Tekst do ćwiczenia
....
Ogólnoświatowa pandemia wirusa COVID-19 powoduje, że start żużlowego sezonu został wstrzymany i tak naprawdę ciężko powiedzieć, kiedy zainaugurują tegoroczne rozgrywki. Teoretycznie wszelkie rozgrywki żużlowe w Polsce są wstrzymane do końca kwietnia i w maju liga mogłaby już wystartować. Jednak w takie rozwiązanie wątpi Tomasz Suskiewicz, menadżer Emila Sajfutdinowa.
- Moim zdaniem o maju możemy zapomnieć, do tego czasu nie ruszymy. Przypomnę, że do 11 kwietnia jest ogłoszony stan epidemii koronawirusa. Potrzebujemy około dwóch-trzech tygodni na przygotowania do pierwszego meczu, na kilka sparingów. A to oznacza, że teoretycznie zaraz po świętach ponownie powinniśmy zacząć treningi, a nie mamy pewności, czy rząd pozwoli od razu na zgromadzenia zaraz po epidemii - mówił Suskiewicz na łamach portalu "www.metropoliabydgoska.pl".
- Ja bym się nastawił na start ligi w czerwcu. Do tego czasu starałbym się przygotowywać kluby i zawodników przez organy zarządzające, ale oczywiście jednocześnie przygotowujące rozwiązania na start ligi w lipcu lub sierpniu. Jeśli nie ruszymy w sierpniu najpóźniej, to nie będzie sezonu w ogóle - dodał menadżer Emila Sajfutdinowa.
....
Podane wiersze
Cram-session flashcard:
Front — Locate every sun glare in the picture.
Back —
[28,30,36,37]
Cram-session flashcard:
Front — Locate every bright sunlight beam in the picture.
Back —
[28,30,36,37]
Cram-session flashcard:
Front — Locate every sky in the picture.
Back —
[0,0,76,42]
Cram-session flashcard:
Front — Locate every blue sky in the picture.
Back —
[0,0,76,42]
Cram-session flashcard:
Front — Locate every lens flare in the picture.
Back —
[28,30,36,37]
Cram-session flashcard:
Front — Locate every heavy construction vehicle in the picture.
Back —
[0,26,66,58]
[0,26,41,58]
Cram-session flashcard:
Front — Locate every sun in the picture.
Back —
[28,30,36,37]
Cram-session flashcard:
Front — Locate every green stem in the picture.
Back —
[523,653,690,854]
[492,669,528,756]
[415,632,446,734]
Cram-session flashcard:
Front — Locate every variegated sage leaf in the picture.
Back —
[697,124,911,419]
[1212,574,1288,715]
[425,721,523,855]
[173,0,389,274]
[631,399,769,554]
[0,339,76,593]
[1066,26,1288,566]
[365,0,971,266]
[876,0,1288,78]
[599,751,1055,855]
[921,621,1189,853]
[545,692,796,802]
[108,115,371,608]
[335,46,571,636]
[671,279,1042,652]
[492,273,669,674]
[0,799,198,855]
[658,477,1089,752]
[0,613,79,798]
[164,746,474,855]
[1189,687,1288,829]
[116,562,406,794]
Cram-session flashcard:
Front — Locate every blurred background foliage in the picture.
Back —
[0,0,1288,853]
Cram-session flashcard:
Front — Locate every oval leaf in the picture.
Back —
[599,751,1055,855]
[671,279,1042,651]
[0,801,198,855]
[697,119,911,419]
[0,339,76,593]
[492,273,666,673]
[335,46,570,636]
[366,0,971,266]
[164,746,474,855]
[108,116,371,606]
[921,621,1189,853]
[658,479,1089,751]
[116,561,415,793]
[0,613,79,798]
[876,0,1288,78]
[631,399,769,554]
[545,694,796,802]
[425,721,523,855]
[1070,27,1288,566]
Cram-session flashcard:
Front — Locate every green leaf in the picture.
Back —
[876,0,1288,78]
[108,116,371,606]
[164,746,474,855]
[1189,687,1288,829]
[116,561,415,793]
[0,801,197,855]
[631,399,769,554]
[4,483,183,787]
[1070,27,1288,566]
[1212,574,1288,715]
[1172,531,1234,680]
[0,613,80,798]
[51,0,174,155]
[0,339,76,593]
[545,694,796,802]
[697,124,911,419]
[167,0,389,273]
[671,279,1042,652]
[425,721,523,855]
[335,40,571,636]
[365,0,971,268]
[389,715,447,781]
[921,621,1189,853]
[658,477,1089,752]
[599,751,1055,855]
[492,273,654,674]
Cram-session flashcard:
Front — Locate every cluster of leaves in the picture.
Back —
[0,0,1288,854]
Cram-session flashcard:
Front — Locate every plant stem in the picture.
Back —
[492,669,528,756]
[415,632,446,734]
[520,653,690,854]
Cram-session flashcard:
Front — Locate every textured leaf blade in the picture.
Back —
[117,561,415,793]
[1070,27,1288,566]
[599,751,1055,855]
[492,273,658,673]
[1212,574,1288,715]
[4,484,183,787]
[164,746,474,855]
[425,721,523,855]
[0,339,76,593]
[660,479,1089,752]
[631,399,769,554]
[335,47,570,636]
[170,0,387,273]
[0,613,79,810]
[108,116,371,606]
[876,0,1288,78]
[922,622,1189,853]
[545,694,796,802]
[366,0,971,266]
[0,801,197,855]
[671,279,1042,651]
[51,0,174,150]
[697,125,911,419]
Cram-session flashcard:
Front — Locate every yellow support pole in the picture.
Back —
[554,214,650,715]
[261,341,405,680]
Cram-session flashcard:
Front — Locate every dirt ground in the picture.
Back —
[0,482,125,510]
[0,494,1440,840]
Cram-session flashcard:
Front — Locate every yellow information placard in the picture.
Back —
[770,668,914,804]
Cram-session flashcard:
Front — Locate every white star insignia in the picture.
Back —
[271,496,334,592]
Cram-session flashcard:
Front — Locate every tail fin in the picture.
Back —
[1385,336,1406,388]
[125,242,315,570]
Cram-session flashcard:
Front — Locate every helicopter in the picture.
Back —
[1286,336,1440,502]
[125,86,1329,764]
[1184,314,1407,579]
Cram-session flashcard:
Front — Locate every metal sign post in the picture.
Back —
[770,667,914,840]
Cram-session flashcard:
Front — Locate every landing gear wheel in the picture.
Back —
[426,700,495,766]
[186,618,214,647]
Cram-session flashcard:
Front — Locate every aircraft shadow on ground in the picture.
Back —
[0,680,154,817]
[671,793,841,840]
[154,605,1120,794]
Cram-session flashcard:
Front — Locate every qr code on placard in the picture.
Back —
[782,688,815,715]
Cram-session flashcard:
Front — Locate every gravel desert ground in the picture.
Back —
....
Zadanie
Kontynuuj tekst o opóźnionym starcie sezonu żużlowego, zaczynając zaraz po jego ostatnim zdaniu.

Odpowiedź
ZOBACZ WIDEO PGE Ekstraliga 2020: Wielcy Speedwaya - Hans Nielsen
Tomasz Suskiewicz w "Studio Metropolia" analizował również, że tego typu zamieszanie może w znaczącym stopniu wpłynąć na polski speedway. Przede wszystkim kluby pomimo wprowadzanej dywersyfikacji przychodów mogą popaść w problemy finansowe. Jeżeli tak by się stało, to niezbędna będzie pomoc PZM, ponieważ bez tego możemy spotkać się z falą bankructw poszczególnych drużyn, a wielu zawodników będzie musiało zawiesić swoje kariery.
Znany menadżer podkreśla również, że negatywnie na wszystkich wpływa brak jakichkolwiek konkretnych informacji i w tym przypadku akurat moglibyśmy brać przykład ze Skandynawii.
- Bardzo mi się podoba podejście strony szwedzkiej do tematu - wszyscy już znają warunki ponownego startu ligi. U nas w Polsce czekamy, na SGP czekamy. Jak na razie Emil nie podpisał kontraktu w Szwecji, więc za dużo to nie ma co planować. Mam nadzieję, że już niedługo dowiemy się, jakie są decyzje w lidze polskiej oraz Grand Prix i wtedy zaczniemy reagować. Na dzień dzisiejszy wiem tylko o odwołaniu SGP w Warszawie i że nie ma ligi w kwietniu, a co dalej w tym momencie, nie wiadomo - podsumował Suskiewicz.